(Dataset records about object locations)
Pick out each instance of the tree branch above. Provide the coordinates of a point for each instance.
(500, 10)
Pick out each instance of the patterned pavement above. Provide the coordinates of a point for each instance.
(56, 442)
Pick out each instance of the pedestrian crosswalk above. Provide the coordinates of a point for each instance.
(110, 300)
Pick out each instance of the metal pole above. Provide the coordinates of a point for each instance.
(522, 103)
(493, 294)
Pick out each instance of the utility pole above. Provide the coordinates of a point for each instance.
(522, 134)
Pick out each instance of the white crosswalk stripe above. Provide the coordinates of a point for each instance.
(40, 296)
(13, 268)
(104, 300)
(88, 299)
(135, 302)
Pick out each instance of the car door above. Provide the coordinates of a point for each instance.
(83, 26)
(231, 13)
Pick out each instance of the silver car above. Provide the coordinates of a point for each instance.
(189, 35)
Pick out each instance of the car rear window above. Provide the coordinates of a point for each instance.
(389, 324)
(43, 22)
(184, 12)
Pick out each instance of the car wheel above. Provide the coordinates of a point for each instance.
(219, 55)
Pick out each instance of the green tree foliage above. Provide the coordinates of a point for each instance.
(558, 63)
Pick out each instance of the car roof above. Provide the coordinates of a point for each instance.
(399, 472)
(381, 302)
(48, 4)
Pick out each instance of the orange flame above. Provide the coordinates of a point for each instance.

(PROBLEM DESCRIPTION) Output the data above exactly, please, line for line.

(FULL RESPONSE)
Pick out each instance of the tree branch above. Provide the coordinates of a point for each instance.
(500, 10)
Pick out each instance of the patterned pavement above. Provide the coordinates of a point for each instance.
(56, 442)
Pick out each instance of the pedestrian crosswalk above. Provide the coordinates of a point for each instance.
(110, 300)
Pick out each instance of the metal pole above. Provide the coordinates of a point for each instance.
(522, 103)
(493, 294)
Pick out each instance of the utility pole above. Provide the coordinates of a point for each instance.
(522, 134)
Pick out each instance of the white crosswalk stripe above. Provide the coordinates of a point for each instance.
(40, 296)
(13, 268)
(104, 300)
(88, 299)
(135, 302)
Pick out each instance of the car door above. Provide the coordinates of a point for each instance.
(83, 26)
(231, 13)
Pick out each instance of the silver car above. Provide the coordinates of a point for each instance.
(189, 35)
Pick out each instance of the car rear window above. Provide the coordinates of a point for each instance.
(389, 324)
(43, 22)
(184, 12)
Pick out each instance of the car wheel above. Provide the coordinates of a point for each instance.
(219, 55)
Pick out each instance of the green tree foliage above. Provide the coordinates of a point for each instance.
(558, 63)
Pick out each instance of the car roof above. Provide the coordinates of a point for each instance.
(399, 472)
(381, 302)
(48, 4)
Pick out each instance of the orange flame above. Provide the coordinates of a point for each instance.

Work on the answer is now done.